* ACTIVITY *
The word "below" may appear in lines of the data; say how many such lines there are, with nothing beyond the number.
• • •
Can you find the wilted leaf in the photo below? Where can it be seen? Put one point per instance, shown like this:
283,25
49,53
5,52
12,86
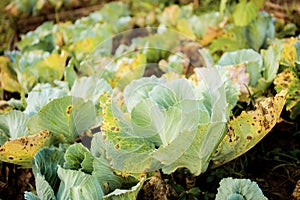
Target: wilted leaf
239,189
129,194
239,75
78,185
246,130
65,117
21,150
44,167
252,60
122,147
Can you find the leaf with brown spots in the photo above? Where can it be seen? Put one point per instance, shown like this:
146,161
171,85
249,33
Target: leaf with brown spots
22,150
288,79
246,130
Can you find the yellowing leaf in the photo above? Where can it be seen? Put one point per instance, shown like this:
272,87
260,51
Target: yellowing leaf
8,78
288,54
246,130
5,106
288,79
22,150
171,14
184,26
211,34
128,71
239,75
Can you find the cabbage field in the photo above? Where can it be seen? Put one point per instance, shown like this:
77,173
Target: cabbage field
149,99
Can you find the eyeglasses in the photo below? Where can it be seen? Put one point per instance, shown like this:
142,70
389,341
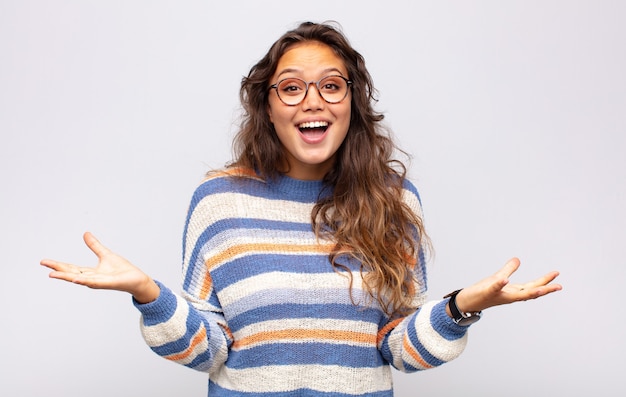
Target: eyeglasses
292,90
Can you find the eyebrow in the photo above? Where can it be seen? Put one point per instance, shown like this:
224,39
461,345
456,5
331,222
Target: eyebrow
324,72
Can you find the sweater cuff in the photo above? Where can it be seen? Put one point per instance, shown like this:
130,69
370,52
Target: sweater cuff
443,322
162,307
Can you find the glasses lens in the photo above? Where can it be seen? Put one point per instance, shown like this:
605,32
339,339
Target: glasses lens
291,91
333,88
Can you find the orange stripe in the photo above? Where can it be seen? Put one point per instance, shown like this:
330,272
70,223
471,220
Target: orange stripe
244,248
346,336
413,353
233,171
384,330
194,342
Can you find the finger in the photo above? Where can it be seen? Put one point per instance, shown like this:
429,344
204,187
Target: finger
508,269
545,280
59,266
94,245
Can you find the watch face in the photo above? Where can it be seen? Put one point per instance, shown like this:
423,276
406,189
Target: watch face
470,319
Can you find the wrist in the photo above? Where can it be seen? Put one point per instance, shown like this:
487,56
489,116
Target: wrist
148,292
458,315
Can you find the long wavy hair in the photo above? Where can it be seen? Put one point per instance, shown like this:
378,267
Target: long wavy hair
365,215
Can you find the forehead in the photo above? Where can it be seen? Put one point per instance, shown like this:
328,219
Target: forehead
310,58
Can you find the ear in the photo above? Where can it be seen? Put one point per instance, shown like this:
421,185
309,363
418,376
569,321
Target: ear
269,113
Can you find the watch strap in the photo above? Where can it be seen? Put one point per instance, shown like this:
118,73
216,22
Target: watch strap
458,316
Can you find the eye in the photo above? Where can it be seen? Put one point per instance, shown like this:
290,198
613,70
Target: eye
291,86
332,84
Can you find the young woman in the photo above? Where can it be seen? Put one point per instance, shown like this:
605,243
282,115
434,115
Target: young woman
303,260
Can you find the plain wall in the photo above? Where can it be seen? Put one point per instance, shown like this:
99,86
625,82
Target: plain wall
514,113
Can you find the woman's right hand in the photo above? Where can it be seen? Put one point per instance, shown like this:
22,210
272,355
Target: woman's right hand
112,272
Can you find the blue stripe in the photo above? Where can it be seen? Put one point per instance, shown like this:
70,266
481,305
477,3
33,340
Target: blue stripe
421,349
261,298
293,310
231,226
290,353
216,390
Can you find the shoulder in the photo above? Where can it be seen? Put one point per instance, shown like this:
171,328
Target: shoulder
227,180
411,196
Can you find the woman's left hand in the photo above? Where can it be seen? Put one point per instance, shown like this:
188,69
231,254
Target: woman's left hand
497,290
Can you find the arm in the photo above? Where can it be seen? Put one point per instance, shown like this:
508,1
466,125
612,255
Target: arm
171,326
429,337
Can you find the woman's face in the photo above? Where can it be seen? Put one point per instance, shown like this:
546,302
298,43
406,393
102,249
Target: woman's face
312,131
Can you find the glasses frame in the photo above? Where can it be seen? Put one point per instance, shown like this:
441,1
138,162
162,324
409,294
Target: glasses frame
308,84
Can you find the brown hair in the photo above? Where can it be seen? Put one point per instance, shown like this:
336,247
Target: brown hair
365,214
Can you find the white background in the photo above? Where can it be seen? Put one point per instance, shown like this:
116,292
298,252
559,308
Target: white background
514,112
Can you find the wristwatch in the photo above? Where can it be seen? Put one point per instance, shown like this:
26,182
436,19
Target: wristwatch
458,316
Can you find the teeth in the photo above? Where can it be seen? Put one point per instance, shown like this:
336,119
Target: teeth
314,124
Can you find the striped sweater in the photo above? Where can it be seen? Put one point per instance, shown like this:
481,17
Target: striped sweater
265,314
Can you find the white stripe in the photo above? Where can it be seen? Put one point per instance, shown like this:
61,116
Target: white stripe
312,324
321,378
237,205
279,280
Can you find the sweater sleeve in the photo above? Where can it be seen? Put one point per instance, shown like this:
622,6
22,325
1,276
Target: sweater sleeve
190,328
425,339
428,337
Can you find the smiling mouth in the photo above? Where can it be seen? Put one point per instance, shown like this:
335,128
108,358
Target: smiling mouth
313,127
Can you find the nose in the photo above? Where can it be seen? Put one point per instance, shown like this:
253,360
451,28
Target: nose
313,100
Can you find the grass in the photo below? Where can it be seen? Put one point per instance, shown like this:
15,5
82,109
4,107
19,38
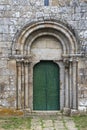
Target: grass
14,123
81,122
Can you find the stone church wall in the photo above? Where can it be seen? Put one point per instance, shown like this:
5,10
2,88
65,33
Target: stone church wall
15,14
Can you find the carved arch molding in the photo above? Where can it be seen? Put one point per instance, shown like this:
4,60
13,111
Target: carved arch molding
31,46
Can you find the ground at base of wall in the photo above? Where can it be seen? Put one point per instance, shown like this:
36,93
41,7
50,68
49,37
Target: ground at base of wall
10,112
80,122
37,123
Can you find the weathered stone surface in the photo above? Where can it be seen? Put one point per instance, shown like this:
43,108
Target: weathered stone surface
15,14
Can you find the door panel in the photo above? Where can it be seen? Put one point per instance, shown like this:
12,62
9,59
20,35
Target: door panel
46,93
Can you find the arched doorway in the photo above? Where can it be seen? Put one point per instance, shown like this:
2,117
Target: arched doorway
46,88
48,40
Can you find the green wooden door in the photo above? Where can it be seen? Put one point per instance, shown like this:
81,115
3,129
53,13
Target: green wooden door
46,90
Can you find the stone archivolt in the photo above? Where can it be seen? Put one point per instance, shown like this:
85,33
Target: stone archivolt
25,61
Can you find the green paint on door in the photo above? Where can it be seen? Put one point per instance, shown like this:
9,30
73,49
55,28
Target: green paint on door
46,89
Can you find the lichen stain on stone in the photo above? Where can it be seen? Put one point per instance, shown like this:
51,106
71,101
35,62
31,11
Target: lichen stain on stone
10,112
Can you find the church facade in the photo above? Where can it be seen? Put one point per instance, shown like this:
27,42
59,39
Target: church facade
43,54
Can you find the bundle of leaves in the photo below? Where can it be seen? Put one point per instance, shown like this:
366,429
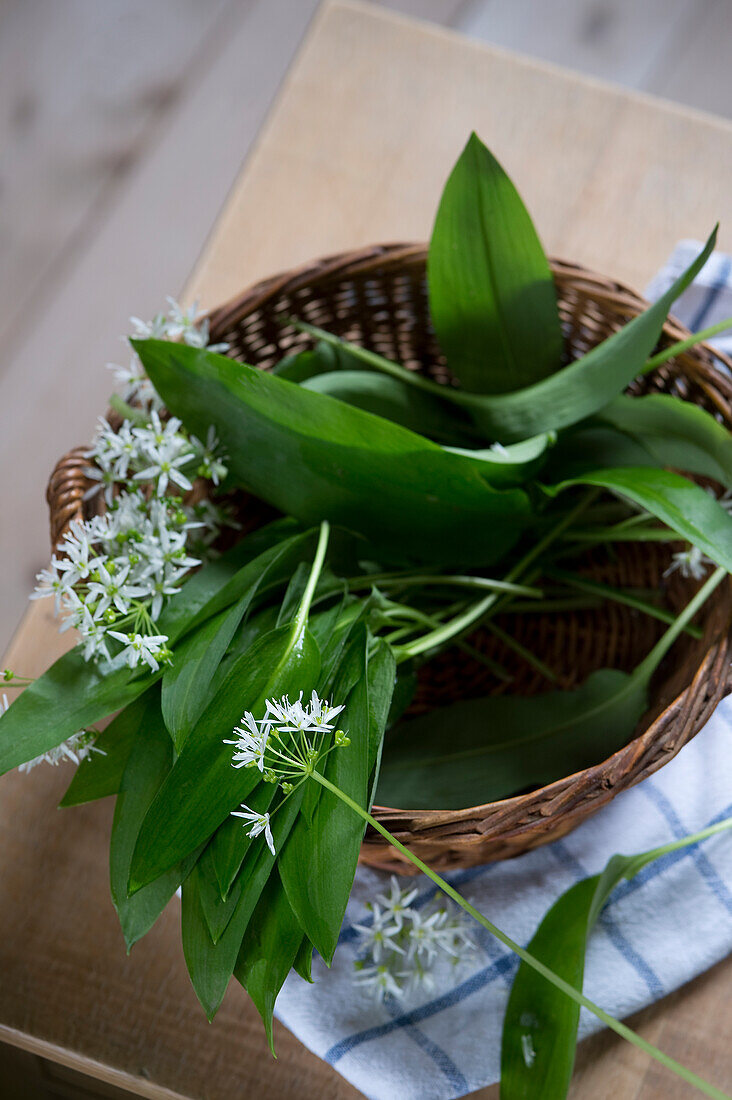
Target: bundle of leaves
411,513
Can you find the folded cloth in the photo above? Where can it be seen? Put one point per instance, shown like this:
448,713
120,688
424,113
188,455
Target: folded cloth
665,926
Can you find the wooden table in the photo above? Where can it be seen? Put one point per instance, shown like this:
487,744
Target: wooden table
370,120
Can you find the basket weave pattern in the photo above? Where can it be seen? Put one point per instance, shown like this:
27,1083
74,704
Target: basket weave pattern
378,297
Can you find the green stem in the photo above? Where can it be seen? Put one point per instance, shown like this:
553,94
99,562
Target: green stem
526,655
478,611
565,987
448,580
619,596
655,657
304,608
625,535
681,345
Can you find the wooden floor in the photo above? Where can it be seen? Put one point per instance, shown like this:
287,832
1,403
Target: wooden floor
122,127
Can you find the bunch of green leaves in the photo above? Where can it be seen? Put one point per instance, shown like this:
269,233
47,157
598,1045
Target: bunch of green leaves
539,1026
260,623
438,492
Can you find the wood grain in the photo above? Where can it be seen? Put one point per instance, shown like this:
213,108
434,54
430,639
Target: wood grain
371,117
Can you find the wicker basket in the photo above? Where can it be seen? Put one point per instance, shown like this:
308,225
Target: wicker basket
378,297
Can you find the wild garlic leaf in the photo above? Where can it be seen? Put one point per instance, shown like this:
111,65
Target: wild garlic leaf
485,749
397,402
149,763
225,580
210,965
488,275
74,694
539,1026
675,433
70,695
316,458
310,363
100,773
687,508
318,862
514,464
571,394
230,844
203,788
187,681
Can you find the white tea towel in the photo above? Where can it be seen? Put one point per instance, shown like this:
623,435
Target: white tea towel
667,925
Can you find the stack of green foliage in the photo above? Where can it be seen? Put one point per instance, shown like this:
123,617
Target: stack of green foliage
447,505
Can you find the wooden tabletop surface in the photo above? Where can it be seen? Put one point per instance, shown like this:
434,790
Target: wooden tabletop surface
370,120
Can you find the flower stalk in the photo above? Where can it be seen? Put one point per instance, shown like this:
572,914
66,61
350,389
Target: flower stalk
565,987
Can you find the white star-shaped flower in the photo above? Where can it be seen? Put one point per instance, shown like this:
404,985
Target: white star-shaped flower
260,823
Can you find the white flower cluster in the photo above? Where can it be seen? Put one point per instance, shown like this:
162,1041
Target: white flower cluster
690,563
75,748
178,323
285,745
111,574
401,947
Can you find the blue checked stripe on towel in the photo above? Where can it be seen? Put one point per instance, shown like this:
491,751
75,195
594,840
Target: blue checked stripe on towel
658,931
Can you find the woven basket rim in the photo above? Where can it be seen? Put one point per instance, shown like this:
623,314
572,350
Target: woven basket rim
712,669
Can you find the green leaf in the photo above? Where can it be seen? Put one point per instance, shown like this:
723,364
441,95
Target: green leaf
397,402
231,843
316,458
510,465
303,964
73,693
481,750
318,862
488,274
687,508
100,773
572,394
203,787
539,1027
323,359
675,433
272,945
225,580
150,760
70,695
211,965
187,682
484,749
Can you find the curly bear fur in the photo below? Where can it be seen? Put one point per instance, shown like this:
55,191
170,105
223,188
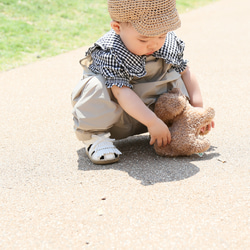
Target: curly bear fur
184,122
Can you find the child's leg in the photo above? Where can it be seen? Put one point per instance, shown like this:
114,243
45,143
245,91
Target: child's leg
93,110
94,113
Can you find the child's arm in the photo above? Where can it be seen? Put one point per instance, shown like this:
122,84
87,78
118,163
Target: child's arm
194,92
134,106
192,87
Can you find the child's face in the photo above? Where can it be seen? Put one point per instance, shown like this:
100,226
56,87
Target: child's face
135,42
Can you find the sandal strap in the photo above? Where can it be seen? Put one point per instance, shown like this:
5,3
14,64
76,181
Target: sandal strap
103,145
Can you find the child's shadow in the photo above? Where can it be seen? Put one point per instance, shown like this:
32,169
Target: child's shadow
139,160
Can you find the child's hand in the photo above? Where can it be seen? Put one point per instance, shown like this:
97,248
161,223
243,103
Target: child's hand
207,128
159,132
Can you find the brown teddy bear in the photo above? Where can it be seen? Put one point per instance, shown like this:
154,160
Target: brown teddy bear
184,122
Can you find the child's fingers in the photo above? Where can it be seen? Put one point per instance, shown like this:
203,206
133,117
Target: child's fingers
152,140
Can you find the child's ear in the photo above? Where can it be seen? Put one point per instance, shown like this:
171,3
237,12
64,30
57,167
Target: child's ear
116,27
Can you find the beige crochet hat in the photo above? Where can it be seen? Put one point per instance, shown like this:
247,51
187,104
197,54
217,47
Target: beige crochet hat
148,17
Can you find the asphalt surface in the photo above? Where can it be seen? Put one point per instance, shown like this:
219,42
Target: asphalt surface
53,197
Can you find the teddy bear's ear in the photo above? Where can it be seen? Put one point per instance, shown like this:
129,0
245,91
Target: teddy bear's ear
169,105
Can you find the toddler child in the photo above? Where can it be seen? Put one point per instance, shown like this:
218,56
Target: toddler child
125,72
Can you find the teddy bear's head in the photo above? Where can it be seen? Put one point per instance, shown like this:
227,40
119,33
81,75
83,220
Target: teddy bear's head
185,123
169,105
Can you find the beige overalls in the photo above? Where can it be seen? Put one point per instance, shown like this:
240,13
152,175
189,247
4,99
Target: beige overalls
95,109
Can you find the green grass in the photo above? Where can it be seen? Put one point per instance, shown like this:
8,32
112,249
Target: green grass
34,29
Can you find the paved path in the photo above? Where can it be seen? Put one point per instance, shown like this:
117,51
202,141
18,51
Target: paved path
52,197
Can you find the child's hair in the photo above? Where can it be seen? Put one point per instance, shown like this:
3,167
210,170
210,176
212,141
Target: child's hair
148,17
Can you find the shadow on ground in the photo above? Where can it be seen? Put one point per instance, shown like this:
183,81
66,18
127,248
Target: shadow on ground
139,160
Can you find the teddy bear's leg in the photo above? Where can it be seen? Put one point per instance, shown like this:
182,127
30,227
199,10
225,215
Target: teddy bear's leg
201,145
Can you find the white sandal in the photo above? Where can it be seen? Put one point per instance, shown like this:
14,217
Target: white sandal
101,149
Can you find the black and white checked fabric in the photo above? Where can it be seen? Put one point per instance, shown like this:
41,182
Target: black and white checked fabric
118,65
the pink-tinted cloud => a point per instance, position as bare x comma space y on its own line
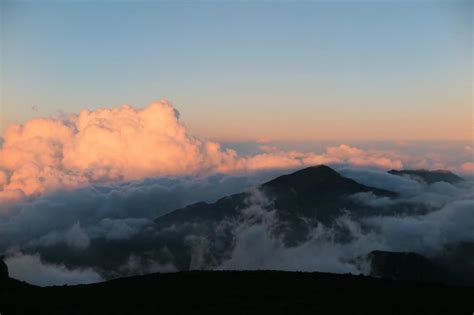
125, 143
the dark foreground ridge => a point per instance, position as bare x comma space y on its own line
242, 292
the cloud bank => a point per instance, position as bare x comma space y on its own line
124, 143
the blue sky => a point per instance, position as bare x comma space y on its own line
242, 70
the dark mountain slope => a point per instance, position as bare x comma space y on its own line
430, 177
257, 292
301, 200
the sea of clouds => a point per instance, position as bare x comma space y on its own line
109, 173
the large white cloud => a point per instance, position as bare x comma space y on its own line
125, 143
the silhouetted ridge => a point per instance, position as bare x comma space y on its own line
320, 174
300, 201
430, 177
• • •
* FINISHED TASK *
5